━━━ Data listing
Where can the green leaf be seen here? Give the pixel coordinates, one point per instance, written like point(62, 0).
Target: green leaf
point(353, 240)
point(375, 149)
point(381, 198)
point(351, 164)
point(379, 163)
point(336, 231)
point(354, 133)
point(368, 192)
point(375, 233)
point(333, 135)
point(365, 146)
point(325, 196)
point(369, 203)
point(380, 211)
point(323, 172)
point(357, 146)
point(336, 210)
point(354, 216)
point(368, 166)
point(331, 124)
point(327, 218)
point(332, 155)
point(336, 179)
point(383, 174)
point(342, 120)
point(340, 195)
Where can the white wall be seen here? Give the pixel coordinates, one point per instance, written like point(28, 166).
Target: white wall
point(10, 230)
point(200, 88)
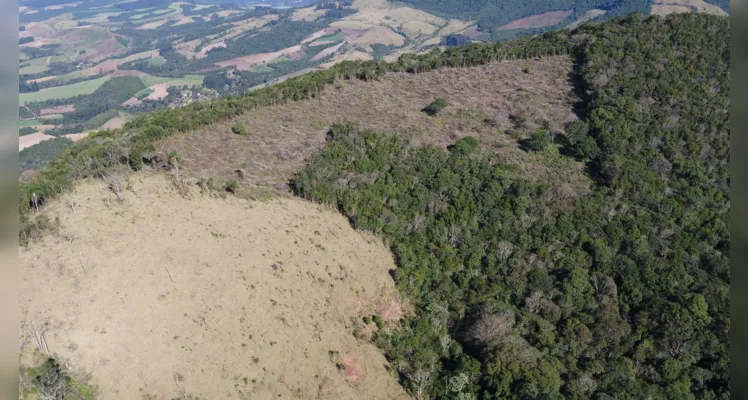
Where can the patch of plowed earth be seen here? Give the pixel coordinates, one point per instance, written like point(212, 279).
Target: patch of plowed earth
point(487, 102)
point(163, 296)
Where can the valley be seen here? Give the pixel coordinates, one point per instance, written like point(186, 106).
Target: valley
point(546, 217)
━━━━━━
• Do this: Rewrite all of the data above as a numbered list, one line per item, skipping any blank lines. Omit the picture from your answer.

• Solution:
1. Where can the green leaf be seen here? Give the pixel coordinates, one point per instance, written like point(62, 0).
2. Target: green leaf
3. point(353, 240)
4. point(375, 149)
5. point(381, 198)
6. point(351, 164)
7. point(379, 163)
8. point(336, 231)
9. point(354, 133)
10. point(368, 192)
11. point(375, 233)
12. point(333, 135)
13. point(365, 146)
14. point(325, 196)
15. point(369, 203)
16. point(380, 211)
17. point(323, 172)
18. point(357, 146)
19. point(336, 210)
20. point(354, 216)
21. point(368, 166)
22. point(331, 124)
23. point(327, 218)
24. point(332, 155)
25. point(336, 179)
26. point(383, 174)
27. point(342, 120)
28. point(340, 195)
29. Where can the white wall be seen here? Give the pixel coordinates, one point per instance, written like point(28, 166).
30. Target: white wall
31. point(10, 230)
32. point(200, 88)
33. Where can the patch of plowed earth be seen here? Give the pixel coordinates, one point per instance, written like point(212, 279).
34. Target: patch of plowed earth
35. point(487, 102)
36. point(163, 296)
37. Where can the valley be seen here? Give the pixel coordinates, one point per instance, written like point(186, 106).
38. Target: valley
39. point(546, 217)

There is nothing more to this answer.